Page text →

- Also known as: Marco Esquandolas
- Born: January 13, 1963 (age 62) Princeton, New Jersey, United States
- Genres: Psychedelic rock, rock, jam rock
- Occupation: Musician
- Instrument(s): Percussion, guitar, vocals
- Years active: 1981–present

= Marc Daubert =

American drummer

Marc Daubert (born January 13, 1963) is an American musician. He collaborated with Phish for a brief time in their early history.

Daubert was a close friend of guitarist Trey Anastasio. Anastasio, Daubert, and lyricist/keyboardist Tom Marshall recorded a project entitled Bivouac Jaun. Much of this recording would end up on Phish's debut album, known as The White Tape.

When Anastasio returned to UVM in September 1984, he brought Daubert along. The most circulated Phish tape featuring Daubert is from a performance on December 1, 1984, at the club Nectar's in downtown Burlington, Vermont. After a run of shows in February 1985 at a club called Doolin's, Daubert quit the band.

The tasks →
1. List every instrument the Marc Daubert profile gives for him.
2. Please show every line of the records that contains the string "bare", matching case exactly.
The text above and the records that follow are unrelated to each other.

Dataset records:
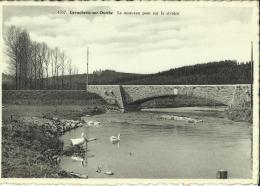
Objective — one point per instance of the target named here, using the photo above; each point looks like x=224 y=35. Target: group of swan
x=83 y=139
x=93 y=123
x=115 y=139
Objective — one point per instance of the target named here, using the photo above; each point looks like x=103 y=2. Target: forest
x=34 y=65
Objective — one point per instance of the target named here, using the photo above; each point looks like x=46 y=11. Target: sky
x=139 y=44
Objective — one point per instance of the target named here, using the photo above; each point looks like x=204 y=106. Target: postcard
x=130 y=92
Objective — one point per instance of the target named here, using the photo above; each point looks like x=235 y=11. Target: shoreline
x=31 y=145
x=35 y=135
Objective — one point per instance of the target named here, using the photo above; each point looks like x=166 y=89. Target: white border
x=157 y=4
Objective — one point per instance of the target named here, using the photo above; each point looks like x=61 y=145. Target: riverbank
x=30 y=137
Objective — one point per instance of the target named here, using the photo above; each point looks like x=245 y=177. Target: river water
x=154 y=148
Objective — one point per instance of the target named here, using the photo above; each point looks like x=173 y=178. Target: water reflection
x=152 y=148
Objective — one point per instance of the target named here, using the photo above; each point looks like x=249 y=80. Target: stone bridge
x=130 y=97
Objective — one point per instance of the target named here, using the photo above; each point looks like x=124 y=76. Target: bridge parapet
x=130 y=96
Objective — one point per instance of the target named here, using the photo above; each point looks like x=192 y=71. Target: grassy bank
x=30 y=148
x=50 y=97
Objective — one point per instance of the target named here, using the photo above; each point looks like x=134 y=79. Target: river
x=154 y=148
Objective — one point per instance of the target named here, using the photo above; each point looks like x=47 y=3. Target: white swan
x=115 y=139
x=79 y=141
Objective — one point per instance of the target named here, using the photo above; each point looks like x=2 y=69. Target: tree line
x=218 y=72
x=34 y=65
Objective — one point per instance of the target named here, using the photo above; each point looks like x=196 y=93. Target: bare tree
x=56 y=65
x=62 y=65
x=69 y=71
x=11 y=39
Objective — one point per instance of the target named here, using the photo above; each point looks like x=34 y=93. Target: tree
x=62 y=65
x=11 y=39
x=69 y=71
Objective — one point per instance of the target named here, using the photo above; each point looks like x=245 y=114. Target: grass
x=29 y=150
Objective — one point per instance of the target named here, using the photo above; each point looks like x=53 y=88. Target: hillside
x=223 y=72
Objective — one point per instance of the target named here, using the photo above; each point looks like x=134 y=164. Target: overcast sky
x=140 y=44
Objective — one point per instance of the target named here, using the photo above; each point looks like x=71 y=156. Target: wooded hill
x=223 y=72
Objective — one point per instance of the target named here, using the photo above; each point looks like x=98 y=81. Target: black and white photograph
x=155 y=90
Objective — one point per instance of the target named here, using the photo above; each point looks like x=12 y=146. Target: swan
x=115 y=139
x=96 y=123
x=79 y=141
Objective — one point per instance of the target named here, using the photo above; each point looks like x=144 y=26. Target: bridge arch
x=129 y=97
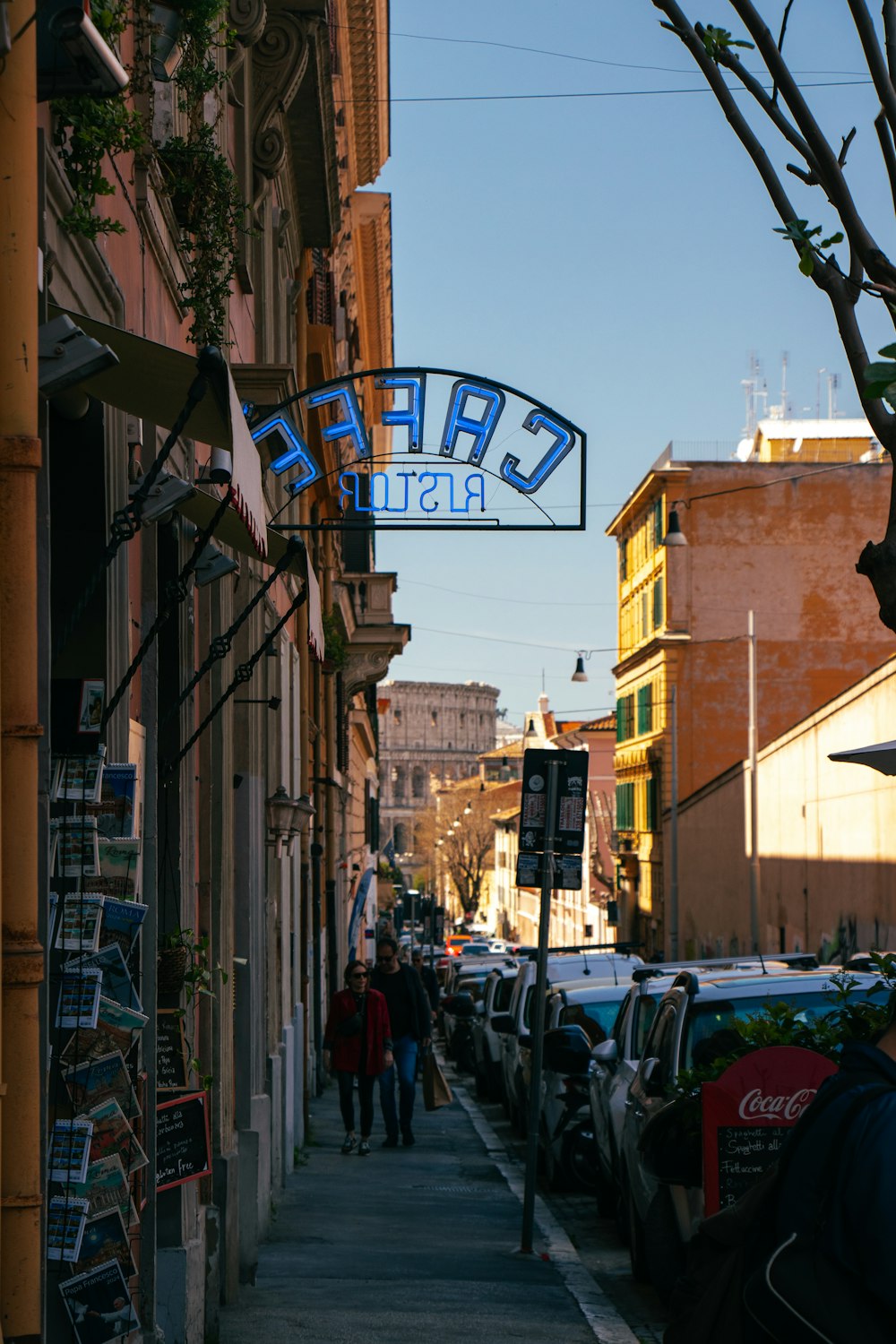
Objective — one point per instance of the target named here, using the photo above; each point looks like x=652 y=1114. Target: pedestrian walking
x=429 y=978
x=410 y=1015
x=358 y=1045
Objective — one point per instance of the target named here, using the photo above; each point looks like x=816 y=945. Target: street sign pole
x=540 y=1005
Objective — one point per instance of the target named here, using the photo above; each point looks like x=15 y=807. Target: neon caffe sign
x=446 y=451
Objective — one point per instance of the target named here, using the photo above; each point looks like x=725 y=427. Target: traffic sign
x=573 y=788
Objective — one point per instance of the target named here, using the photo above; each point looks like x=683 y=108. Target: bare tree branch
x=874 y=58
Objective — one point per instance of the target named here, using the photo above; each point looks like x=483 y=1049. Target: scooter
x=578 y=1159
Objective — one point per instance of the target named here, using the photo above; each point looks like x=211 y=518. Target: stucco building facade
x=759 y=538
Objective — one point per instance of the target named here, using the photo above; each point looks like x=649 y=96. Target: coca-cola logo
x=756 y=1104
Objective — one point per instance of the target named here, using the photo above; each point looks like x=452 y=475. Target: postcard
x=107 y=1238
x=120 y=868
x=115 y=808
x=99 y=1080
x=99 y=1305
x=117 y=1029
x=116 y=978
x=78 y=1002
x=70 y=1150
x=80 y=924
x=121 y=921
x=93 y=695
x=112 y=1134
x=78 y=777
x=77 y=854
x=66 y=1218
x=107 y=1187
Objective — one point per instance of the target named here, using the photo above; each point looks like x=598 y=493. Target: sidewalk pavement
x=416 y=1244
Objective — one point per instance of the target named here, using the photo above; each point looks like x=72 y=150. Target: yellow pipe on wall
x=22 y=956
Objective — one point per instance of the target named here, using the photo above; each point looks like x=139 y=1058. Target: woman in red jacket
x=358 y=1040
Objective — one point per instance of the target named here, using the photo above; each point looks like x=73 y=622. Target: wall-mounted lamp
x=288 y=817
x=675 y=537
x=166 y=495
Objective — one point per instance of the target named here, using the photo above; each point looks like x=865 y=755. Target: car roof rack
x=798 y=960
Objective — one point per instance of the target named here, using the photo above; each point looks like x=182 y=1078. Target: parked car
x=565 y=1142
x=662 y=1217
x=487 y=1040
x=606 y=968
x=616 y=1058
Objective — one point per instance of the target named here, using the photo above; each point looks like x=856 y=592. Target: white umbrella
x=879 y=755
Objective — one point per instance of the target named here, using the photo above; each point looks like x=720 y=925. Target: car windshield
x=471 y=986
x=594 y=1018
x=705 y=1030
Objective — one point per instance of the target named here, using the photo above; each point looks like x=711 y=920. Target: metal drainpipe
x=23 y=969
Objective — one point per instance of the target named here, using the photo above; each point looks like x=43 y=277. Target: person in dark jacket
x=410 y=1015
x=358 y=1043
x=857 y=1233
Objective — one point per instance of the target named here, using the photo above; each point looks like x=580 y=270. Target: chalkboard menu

Answers in order →
1. Percussion, guitar, vocals

2.
Objective — one point per instance of the target named here, using the photo above; each point looks like x=196 y=93. Target: bare tree
Objective — one point per instance of the target named here, using the photo above; each point looks like x=683 y=108. Target: bare tree branch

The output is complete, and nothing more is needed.